- _Short task_
Rename "single marker" to "single point" throughout the lines below, and return them with all other text unchanged.

--- BEGIN ---

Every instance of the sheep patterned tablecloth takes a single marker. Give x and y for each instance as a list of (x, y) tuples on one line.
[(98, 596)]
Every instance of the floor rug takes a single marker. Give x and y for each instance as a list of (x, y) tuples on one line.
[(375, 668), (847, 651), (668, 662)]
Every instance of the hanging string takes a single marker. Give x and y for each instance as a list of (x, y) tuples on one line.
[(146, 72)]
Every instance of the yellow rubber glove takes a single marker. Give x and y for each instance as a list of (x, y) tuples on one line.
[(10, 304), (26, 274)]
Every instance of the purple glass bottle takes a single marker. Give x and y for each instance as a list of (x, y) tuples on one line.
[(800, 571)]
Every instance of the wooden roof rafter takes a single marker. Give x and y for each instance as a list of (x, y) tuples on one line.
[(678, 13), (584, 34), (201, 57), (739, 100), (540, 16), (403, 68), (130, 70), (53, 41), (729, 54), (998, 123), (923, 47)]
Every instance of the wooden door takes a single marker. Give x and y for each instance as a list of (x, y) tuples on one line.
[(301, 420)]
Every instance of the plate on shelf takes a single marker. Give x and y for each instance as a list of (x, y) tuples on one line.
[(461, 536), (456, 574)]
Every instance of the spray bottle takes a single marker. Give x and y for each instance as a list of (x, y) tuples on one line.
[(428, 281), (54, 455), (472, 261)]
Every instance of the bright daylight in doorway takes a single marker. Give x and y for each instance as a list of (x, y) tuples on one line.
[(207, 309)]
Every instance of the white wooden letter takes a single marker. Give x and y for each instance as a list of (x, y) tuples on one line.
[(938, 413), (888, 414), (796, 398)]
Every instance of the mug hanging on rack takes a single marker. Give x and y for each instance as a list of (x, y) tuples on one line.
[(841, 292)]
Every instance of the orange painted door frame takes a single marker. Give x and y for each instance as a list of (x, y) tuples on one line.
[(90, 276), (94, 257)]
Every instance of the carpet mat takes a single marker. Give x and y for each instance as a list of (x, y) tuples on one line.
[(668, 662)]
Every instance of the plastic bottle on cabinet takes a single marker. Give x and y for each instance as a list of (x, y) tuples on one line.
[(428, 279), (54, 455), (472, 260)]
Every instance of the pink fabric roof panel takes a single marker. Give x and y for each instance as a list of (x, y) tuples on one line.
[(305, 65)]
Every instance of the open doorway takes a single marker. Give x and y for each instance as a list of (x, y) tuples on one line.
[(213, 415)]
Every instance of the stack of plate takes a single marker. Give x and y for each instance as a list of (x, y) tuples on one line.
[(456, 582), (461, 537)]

--- END ---

- _The completed task_
Every instance of the sheep patterned tablecloth takes a single point. Give x and y for each instance as a list of (x, y) tuples on one line.
[(98, 596)]
Every instance of the floor rug takes a single point. Give x and y for each instance as a list of (x, y) tuples on one line.
[(375, 668), (847, 651), (668, 662)]
Every instance of the hanging string takes a single point. Give x and y for each instance as a list of (x, y) tuples on one line.
[(146, 72)]
Every instance of the yellow rubber glove takes a single point. Give x and y for each instance as a list of (x, y) tuples on one line.
[(10, 304), (26, 274)]
Every instance of the purple glass bottle takes a single point. Give x and y for each instance as a list of (x, y) tuples on one line.
[(800, 571)]
Every instance of the wooden roof rafter takes a single point. Give x and y for each instance as a list of (x, y) tuples on one line.
[(678, 13), (584, 34), (201, 57), (739, 100), (540, 16), (403, 68), (130, 70), (53, 41), (729, 54), (998, 123), (923, 47)]
Every instance of the wooden door takes a single point. Give x and y for each instance as a list of (x, y) tuples on one line.
[(301, 420)]
Every instance of the plate on shelf takes a single point. Give x and y for each instance as a list of (x, y) tuples on one line.
[(461, 536), (456, 574)]
Every instance of the spray bottle takes a single point. Give x and y for each instance as a list of (x, y) tuples on one line.
[(428, 281), (54, 455), (472, 261)]
Every instance of the bright daylight in doorway takes a single point. Give x and y for each instance as a list of (x, y) tuples on one line.
[(207, 309)]
Every instance of the white wooden letter takes a single point. Give x and y for each instance as a list of (x, y) tuples on one line.
[(938, 413), (888, 414), (796, 398)]
Every instance of the mug hanging on rack takes a single point. Give x and y for each instance as a list of (x, y) tuples on one line.
[(841, 292)]
Every instance of the orange painted door frame takes a single point. Give x and y for each instance as a list of (x, y) tuples on one line.
[(90, 276), (94, 257)]
Every instance of the carpet mat takes a single point. Give x and y for each instance as a list of (x, y) tuples on one line.
[(668, 662)]
Every instance of the plastic bottle on cabinet takes a single point. Give x and y for each instance as a list of (x, y) tuples on one line.
[(428, 279), (54, 455), (472, 260)]
Every instance of the pink fabric roof panel takes a single point. Give x and y for each instance as a list of (x, y) tuples on one line.
[(305, 65)]
Every instance of the open doorway takes a single point. Give x and y for each instance as a list of (x, y) tuples on one line.
[(213, 415)]
Every instance of the stack of plate takes a single point. Give x and y for each instance as a list of (x, y) tuples on one line.
[(456, 582), (461, 537)]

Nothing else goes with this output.